··· DATASET RECORDS ···

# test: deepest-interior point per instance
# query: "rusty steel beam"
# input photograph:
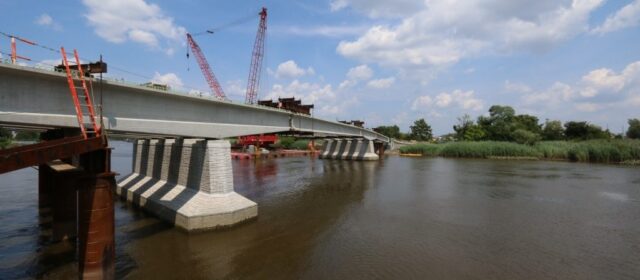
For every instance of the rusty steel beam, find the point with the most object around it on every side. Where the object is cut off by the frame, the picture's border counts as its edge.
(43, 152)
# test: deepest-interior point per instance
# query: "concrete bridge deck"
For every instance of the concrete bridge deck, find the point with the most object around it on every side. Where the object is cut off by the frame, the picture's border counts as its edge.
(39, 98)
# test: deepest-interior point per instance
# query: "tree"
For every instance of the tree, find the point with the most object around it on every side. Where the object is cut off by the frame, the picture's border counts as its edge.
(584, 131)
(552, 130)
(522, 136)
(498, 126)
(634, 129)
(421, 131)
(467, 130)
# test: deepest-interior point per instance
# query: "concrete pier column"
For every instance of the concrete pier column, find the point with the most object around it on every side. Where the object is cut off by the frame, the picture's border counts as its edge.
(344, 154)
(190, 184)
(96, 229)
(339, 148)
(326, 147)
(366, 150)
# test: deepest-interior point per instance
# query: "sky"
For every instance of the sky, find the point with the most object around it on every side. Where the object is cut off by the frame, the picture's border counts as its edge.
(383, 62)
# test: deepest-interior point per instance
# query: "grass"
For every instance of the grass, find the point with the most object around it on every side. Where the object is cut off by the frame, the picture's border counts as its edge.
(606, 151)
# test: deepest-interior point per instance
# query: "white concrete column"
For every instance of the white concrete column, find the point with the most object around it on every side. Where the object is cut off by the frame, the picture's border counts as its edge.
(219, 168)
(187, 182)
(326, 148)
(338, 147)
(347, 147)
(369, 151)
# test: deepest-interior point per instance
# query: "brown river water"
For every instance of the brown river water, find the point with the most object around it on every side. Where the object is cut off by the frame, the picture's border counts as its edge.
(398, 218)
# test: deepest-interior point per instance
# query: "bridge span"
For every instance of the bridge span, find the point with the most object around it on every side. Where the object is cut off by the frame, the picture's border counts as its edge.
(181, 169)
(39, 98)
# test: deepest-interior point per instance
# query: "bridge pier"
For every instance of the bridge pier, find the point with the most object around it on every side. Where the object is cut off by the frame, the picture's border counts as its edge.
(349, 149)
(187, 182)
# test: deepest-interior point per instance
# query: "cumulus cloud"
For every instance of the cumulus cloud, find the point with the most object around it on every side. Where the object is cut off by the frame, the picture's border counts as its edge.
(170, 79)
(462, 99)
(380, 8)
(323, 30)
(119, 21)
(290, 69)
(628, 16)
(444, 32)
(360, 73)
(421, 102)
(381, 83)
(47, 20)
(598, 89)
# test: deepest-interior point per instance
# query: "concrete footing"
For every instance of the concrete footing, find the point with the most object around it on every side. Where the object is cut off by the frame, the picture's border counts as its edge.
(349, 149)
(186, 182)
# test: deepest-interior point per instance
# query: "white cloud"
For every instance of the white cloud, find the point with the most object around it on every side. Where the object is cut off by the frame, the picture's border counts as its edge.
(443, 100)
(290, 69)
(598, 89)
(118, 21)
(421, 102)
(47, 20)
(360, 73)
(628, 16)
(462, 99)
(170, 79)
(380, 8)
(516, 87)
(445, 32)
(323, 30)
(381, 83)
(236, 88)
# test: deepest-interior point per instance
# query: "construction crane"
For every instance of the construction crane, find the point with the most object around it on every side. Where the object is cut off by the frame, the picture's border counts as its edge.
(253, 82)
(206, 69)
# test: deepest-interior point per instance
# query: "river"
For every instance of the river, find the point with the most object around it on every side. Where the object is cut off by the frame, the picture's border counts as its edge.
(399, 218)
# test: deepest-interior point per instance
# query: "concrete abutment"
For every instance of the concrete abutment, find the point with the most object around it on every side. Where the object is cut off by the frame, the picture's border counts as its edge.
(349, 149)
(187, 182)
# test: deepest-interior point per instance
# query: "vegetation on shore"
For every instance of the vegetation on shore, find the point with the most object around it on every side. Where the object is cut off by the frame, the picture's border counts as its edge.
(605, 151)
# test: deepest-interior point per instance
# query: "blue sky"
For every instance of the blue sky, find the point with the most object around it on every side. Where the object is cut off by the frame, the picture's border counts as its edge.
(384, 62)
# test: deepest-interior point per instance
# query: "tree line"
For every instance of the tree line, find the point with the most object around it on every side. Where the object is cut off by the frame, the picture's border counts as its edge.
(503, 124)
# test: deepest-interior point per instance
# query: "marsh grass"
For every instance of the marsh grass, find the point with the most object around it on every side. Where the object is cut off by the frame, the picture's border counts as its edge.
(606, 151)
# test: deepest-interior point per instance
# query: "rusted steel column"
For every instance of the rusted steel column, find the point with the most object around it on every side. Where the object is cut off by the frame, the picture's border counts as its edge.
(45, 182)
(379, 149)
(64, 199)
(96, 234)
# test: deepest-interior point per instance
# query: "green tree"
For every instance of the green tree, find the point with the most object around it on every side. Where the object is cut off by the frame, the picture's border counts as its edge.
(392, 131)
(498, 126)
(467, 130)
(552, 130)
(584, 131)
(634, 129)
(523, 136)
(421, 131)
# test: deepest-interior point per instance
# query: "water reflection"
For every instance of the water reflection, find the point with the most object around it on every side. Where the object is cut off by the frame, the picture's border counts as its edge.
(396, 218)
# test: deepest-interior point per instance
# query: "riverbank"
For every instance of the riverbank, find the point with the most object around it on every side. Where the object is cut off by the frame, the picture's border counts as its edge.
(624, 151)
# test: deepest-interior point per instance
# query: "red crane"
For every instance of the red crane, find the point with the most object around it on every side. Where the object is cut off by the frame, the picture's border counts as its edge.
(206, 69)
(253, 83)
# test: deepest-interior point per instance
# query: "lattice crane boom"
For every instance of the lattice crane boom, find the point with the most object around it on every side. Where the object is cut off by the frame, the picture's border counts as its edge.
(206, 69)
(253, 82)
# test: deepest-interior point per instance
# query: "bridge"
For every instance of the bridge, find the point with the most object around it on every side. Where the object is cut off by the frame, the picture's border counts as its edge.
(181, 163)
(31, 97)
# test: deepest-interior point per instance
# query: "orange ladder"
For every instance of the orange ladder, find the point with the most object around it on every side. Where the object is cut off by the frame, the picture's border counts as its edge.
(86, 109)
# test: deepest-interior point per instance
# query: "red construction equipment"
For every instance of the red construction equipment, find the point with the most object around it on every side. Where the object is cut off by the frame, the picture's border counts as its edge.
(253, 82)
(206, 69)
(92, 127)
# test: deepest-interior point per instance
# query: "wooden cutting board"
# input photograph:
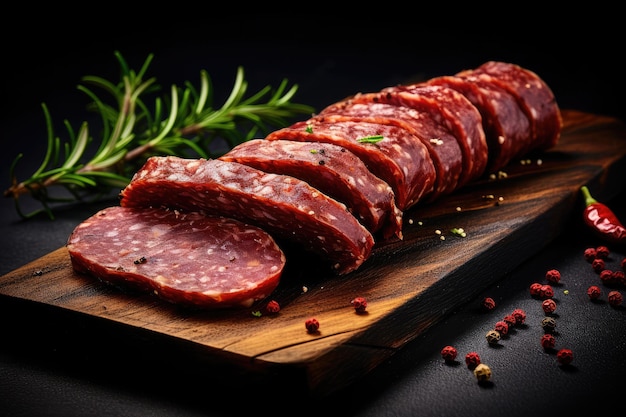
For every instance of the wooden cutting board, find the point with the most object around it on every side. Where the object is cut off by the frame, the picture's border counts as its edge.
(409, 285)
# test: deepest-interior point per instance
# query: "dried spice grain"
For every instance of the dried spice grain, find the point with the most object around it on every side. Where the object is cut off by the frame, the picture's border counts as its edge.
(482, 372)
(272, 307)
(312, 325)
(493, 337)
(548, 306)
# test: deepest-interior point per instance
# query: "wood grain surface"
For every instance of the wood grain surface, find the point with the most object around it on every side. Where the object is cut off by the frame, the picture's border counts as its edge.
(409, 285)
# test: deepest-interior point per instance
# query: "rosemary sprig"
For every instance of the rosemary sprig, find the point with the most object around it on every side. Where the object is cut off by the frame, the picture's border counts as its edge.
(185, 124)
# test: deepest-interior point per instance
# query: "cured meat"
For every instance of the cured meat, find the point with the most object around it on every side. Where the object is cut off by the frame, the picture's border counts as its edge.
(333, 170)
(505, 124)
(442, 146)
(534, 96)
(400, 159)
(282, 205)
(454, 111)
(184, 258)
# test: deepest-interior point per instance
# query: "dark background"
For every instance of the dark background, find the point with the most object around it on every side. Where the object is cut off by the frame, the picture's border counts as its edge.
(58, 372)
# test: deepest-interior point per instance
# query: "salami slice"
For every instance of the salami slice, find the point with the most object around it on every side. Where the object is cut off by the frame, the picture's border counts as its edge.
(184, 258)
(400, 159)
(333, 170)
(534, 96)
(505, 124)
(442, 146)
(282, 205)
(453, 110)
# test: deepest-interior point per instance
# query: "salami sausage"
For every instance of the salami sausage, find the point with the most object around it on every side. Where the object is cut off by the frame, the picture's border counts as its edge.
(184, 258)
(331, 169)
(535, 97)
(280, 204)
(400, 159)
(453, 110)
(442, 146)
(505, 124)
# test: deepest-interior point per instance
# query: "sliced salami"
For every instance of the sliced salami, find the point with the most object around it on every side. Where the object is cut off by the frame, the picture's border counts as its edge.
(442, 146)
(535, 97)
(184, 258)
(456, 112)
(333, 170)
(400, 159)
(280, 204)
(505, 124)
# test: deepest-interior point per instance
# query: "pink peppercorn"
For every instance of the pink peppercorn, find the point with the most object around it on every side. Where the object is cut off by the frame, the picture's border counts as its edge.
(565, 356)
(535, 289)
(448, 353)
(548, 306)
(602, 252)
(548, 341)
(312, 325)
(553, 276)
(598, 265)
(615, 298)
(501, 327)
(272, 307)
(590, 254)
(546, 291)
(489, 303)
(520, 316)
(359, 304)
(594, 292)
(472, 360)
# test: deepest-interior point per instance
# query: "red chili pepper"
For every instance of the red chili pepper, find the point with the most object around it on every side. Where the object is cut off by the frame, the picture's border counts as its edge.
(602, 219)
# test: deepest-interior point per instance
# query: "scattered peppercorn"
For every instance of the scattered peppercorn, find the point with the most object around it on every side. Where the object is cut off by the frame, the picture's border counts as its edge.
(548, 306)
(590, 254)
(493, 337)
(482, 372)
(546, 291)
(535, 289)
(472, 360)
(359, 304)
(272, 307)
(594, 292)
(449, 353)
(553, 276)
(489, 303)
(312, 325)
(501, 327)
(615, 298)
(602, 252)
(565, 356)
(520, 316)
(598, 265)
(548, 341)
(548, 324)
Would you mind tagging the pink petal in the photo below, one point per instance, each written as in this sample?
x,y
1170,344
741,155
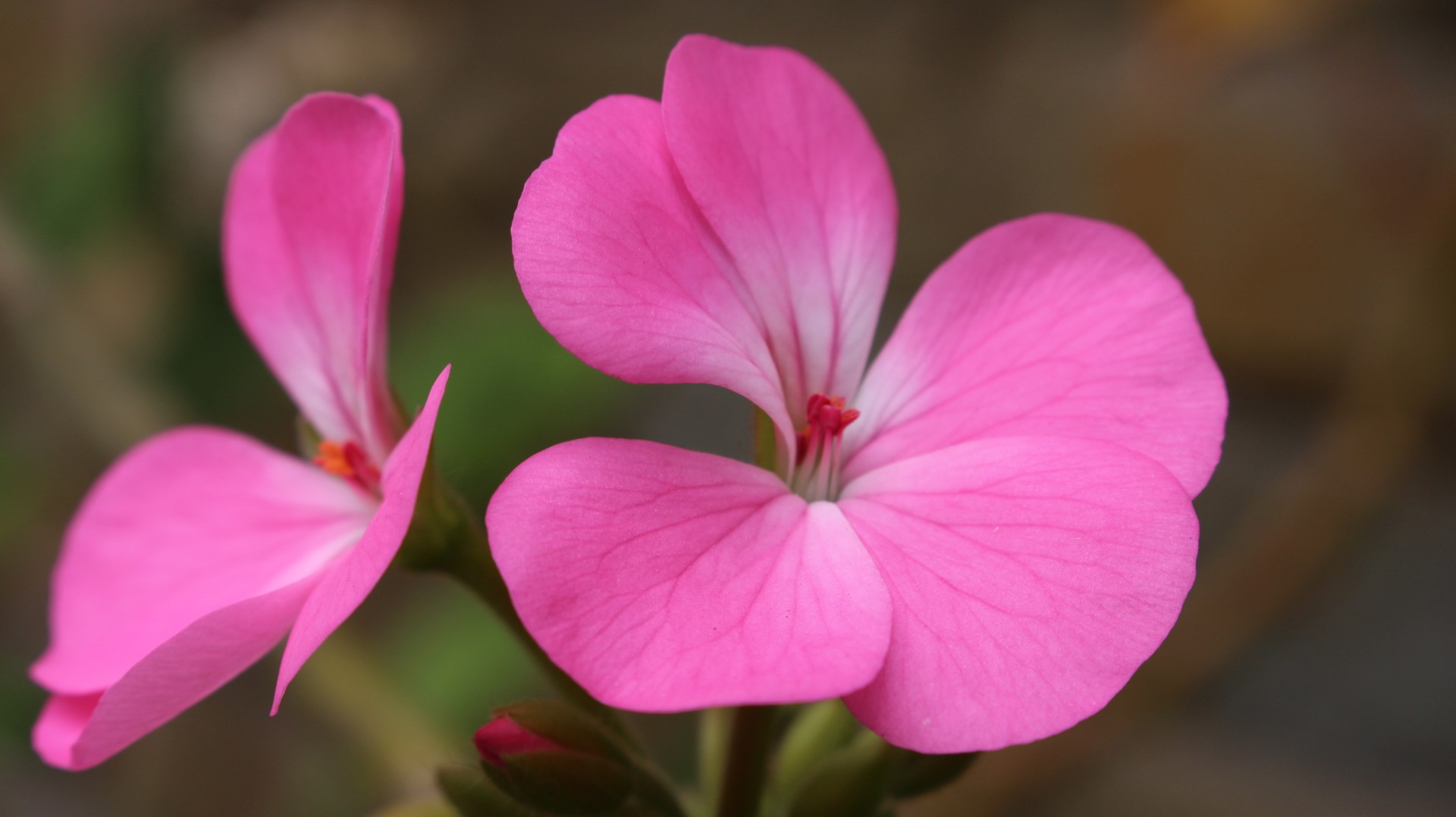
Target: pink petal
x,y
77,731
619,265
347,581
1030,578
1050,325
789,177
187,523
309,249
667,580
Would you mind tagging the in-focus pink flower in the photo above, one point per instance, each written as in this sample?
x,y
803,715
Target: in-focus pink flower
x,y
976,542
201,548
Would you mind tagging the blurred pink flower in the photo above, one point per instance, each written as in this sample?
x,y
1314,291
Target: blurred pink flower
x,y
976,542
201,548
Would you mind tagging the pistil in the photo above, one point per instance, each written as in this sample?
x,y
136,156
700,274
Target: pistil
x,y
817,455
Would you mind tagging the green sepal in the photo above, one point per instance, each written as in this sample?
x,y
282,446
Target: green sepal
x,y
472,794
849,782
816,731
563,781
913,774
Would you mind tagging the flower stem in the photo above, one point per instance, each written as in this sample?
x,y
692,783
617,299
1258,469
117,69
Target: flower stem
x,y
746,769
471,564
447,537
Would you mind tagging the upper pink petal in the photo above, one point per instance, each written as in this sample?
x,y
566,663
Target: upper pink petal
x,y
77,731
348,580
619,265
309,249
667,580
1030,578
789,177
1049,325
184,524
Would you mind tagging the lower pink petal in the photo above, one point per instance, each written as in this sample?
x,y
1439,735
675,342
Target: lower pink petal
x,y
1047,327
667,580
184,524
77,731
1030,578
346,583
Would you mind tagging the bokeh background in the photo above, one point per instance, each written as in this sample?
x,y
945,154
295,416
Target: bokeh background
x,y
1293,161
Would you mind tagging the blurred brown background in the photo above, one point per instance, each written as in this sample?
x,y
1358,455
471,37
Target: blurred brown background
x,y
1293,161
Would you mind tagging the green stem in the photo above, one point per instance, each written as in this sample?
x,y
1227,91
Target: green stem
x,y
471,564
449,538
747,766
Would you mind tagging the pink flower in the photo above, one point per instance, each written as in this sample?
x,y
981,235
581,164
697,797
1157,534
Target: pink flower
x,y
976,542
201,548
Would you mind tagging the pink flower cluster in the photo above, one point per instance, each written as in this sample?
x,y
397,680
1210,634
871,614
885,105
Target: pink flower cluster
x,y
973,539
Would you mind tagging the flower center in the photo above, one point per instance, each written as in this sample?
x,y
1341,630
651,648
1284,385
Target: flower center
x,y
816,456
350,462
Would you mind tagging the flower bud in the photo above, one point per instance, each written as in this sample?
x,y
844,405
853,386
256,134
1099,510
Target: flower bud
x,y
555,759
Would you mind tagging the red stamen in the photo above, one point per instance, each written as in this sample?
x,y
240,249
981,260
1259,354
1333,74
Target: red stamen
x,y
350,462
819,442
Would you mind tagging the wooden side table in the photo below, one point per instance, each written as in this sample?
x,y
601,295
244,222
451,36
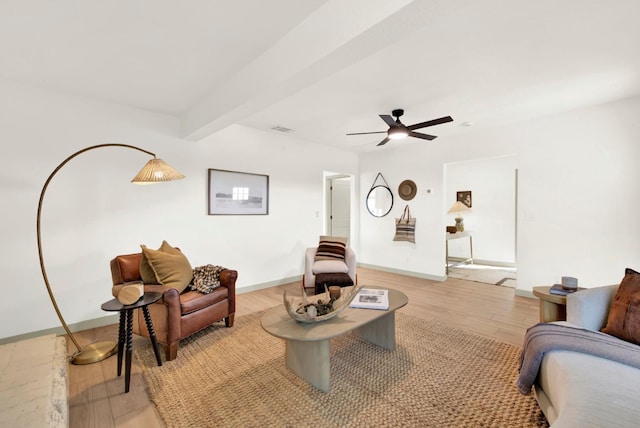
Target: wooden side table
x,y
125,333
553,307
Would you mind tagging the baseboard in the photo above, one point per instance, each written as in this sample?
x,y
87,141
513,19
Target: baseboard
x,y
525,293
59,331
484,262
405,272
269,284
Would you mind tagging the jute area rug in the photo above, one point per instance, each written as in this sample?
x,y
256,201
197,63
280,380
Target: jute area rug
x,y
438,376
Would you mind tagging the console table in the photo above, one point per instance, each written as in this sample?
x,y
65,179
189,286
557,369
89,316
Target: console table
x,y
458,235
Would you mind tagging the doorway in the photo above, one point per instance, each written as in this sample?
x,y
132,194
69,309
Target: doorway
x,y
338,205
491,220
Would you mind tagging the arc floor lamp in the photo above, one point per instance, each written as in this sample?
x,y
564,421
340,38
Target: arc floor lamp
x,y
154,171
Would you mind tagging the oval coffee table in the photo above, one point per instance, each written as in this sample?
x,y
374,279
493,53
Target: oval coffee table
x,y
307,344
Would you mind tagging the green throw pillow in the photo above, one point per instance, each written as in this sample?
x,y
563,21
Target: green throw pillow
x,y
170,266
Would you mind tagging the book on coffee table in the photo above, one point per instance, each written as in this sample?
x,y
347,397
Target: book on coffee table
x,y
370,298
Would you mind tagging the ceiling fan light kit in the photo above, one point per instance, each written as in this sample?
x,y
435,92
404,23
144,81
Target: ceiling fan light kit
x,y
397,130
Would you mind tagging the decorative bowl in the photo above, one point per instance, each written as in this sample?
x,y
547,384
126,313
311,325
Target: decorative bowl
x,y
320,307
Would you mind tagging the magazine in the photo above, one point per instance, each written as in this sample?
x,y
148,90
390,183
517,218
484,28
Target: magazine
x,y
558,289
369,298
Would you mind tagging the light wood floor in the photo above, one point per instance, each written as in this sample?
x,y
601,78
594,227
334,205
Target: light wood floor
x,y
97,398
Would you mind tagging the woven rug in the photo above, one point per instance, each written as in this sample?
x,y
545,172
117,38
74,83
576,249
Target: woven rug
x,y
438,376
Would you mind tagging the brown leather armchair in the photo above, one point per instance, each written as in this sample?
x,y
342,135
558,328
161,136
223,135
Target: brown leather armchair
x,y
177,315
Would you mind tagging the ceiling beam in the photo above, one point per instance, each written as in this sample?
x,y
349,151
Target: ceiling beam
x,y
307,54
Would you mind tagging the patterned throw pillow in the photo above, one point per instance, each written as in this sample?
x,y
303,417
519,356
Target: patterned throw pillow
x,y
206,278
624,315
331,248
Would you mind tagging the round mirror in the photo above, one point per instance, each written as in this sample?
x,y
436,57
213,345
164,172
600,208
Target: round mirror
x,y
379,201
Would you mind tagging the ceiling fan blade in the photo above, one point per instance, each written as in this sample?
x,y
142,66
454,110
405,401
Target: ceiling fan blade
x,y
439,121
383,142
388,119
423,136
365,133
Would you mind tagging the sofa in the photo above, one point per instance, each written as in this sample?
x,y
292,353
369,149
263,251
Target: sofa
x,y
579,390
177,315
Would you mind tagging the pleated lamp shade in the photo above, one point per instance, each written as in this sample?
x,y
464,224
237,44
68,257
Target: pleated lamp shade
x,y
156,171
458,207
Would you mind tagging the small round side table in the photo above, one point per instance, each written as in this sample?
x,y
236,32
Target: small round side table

···

## EXERCISE INSTRUCTIONS
Every line from the one holding "Would you mind tagging the light" through the final line of the listing must be echoed exactly; leave out all other lines.

## PROBLEM SOLUTION
Would you mind tagging the light wood floor in the photo above, one point per instance, each written as in this sample?
x,y
601,78
594,227
334,205
Target: light wood floor
x,y
97,398
Would you mind tagging the woven rug in the photo above, one point per instance, each written as in this sample?
x,y
545,172
117,38
74,83
576,249
Target: woven rug
x,y
438,376
Would you mind tagging the brown leather armchair in the photo above, one point per instance, each written as in this sample?
x,y
342,135
558,328
161,136
223,135
Target: brown leather armchair
x,y
177,315
Would you mind tagging the ceiling beam in the photo above, one point per instance, each written as in this sample?
x,y
349,151
Target: ceiling beam
x,y
307,54
Would you mind tagging the patterned throw pillow in the photo above, one point per instance, each written as in this sample?
x,y
303,417
519,356
Target: patterned throw pillow
x,y
206,278
624,315
331,248
Would you mind tagging the round mirror in the photo above, one point per instance, each written as in this sample?
x,y
436,57
213,345
164,172
600,208
Target: round mirror
x,y
379,201
Would you mind tagging the ceiling fan blade in the photo above, one point per instance, each written as in this sample?
x,y
142,66
454,110
405,401
Target: ceiling fan blade
x,y
439,121
383,142
388,119
423,136
365,133
Would you mind tagging the sofa in the photo above, one point per instance, each written as in this sample?
x,y
292,353
369,149
263,251
Target: sofa
x,y
579,390
177,315
Would you mind tagging the pleated lamp shade in the photo above, one point per instance, each written as in this sample?
x,y
464,224
237,44
68,257
Target: pleated lamp shade
x,y
156,171
458,207
Would you mind tagging the small round side table in the photo above, one point per instance, each written as in this sample?
x,y
236,32
Target: small round side table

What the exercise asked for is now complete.